● **ASSIGNMENT**
Through the last line of the entries, please copy every line exactly, starting with the one that contains "Target: chocolate glaze".

Point localization data
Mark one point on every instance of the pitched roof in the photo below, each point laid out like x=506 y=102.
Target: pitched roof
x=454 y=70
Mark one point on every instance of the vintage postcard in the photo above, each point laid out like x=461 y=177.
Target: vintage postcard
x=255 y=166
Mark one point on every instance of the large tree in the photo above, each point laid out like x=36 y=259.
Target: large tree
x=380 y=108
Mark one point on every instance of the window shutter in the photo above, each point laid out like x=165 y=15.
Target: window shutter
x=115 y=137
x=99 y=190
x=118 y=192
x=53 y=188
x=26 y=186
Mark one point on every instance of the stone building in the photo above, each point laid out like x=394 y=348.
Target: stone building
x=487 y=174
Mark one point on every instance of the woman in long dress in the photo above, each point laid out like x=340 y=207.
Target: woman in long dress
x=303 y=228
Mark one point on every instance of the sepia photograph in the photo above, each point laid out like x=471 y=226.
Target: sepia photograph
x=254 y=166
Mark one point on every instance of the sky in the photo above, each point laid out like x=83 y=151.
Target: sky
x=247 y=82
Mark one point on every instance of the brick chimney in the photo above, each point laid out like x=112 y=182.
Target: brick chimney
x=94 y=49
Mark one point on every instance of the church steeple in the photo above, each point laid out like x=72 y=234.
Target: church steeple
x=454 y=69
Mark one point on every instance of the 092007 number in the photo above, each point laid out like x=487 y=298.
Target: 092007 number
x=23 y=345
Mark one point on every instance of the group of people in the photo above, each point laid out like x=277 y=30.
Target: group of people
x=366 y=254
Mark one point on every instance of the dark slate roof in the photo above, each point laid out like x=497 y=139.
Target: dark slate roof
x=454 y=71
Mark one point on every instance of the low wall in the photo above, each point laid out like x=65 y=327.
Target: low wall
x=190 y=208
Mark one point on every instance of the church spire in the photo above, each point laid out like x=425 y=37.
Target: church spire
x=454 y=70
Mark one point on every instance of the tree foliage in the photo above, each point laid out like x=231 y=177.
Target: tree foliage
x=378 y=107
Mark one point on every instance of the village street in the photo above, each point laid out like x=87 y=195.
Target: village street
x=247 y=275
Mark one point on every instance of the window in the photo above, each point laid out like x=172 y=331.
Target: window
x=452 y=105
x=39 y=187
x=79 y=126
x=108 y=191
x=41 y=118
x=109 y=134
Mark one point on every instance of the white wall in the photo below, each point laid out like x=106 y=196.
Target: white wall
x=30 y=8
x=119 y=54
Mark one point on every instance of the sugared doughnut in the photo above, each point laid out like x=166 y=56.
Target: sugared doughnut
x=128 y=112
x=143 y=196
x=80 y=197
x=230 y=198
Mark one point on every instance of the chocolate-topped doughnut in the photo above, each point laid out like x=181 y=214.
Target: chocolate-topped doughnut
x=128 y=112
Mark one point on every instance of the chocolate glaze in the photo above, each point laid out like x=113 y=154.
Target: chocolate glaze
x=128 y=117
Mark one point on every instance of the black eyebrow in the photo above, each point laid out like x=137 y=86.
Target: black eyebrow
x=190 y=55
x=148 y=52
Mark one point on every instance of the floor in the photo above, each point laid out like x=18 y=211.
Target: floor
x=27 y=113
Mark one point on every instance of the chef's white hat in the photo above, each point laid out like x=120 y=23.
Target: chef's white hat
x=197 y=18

● **RESPONSE**
Target: chocolate glaze
x=128 y=117
Mark one point on every instance of the black eyebrow in the photo above, each point laid out like x=137 y=86.
Target: black eyebrow
x=190 y=55
x=148 y=52
Mark one point on every instance of the floor in the photo above, each point laid out like x=18 y=211.
Target: floor
x=27 y=113
Mark one point on every instance of the chef's white hat in the photo above, each point laid out like x=120 y=23.
Target: chef's white hat
x=197 y=18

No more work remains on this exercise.